> Provided data

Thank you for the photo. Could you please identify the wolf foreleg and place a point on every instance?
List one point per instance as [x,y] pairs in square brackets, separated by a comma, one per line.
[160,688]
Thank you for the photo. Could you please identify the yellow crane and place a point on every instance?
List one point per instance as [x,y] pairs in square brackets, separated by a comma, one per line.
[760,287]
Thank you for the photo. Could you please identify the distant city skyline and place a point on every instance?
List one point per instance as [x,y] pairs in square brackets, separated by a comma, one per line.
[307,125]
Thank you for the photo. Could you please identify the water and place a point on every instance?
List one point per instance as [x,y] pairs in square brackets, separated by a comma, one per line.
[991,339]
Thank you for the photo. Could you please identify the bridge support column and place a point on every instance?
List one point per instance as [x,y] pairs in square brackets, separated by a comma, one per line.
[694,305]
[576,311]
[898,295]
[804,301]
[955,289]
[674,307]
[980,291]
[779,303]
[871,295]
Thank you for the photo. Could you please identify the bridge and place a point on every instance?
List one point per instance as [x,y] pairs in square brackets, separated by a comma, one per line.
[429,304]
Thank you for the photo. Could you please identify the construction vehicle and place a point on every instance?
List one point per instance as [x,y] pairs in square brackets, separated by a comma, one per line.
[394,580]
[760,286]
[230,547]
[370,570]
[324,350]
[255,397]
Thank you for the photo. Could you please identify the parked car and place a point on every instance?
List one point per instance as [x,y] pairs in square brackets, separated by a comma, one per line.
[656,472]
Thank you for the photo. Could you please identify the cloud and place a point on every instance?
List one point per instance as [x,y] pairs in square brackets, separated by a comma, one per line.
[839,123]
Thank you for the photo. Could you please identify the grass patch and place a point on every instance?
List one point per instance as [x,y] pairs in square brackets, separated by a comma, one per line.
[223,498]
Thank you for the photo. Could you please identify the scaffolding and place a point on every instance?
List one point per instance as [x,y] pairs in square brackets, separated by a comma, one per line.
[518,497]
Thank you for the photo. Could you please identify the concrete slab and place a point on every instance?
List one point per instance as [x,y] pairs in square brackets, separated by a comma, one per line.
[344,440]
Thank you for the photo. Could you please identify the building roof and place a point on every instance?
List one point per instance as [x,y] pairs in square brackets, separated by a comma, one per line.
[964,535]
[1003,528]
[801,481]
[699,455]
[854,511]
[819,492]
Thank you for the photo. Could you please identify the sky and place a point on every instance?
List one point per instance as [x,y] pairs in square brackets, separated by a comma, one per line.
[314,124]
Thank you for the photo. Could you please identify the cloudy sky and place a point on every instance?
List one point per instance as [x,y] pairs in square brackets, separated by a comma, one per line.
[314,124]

> Exercise goal
Nothing but an exact copy of the records belongs in the answer.

> Result for this exercise
Thank you for the photo. Could you please identify the wolf foreleg and place a point on every instance?
List one point per instance as [x,y] pairs in square brackets, separated by a comma, one per line.
[160,688]
Thank you for the photo. Could you please identify the yellow crane and place a point on every instance?
List one point per instance as [x,y] pairs in square brackets, separated by a comma, one per line.
[760,287]
Thank you for the photo. Could you please identify the distant city skyline and place a point on every instance?
List one point per instance as [x,y] pairs in square brackets, separated by a comma, one per line.
[307,125]
Thank you for the photo. Could you please identify the water and place a point on every instance?
List one point per instance as [x,y] pairs in square brackets, separated by a comma, one per line.
[991,339]
Thank you for the photo. Could you please identify the bridge support column and place a point on every instance?
List one point per instance as [x,y] pairs in square brackets, separated by a comma, one per line.
[694,305]
[576,311]
[898,295]
[804,301]
[955,289]
[674,307]
[980,291]
[779,303]
[871,295]
Thank you for the photo. Could you please identify the bridge and place a point on every instance?
List one point per instance as [x,y] pairs in square brackets, separated by a comma, one per line.
[429,304]
Thank you for the photo. Could you please identify the construction vehicle and place a point on every instance?
List one point per instance as [x,y] pairs in square brackets, separated by a comma, one per line.
[394,580]
[760,286]
[230,547]
[370,570]
[324,350]
[255,397]
Thank you for the photo. Could you please identify the parked car and place a point on every instance?
List one point per instance as [x,y] pairs in square brackets, separated by a comma, one per line.
[656,472]
Thank you for the photo. Could you please identify the cloud and place a point on every instance?
List one point per instance as [x,y] pairs in square brackets, separated by a comma, one per line.
[839,123]
Thank you for the photo. Could you please identify the grass patch and place a point on every instance?
List one point per instance as [x,y] pairs in square brackets, separated by a comma, one per line.
[223,498]
Thank you for the photo. Could you please identify the scaffolding and place a point on every instance?
List one point per instance as [x,y] pairs in square brackets, separated by a comma, one per line.
[518,497]
Thank you for the photo. Could you please identify the concrete slab and place a point on every instance?
List one point per instance as [x,y] pairs in square brackets, separated by a comma, one per line.
[344,440]
Thank you for the photo. Could you please identify the building roof and place a point on every instance?
List one point per instance as [x,y] pairs in square brackets, separated by a comma, one per line.
[964,535]
[1003,528]
[801,481]
[699,455]
[854,511]
[819,492]
Thank you for the photo. Could you please identify the sky and place a point on every instance?
List one point per instance as [x,y] pairs in square brackets, separated by a comma, one per line.
[314,124]
Thank you for the photo. Could you please identify the cloudy sky and place a point on every instance?
List one point per instance as [x,y] pairs in square brackets, separated by a comma, one per line.
[314,124]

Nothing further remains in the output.